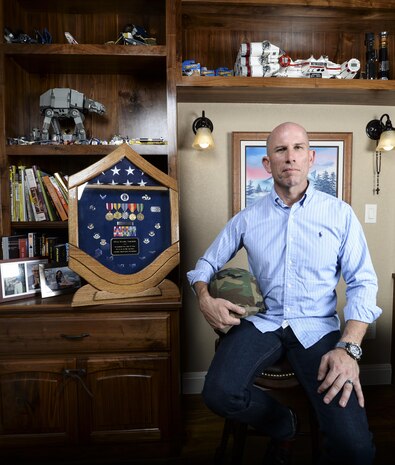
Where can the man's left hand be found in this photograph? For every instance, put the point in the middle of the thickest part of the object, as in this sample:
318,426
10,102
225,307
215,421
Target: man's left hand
339,372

____________

Job:
Copy the data above line for line, leaving out the picture.

Exercise result:
Where can the man's left hand be found in this photograph? For every instance, put the point in the middle of the thickest part of the object, as in this sample:
318,426
10,102
225,307
215,421
Target: man's left hand
339,372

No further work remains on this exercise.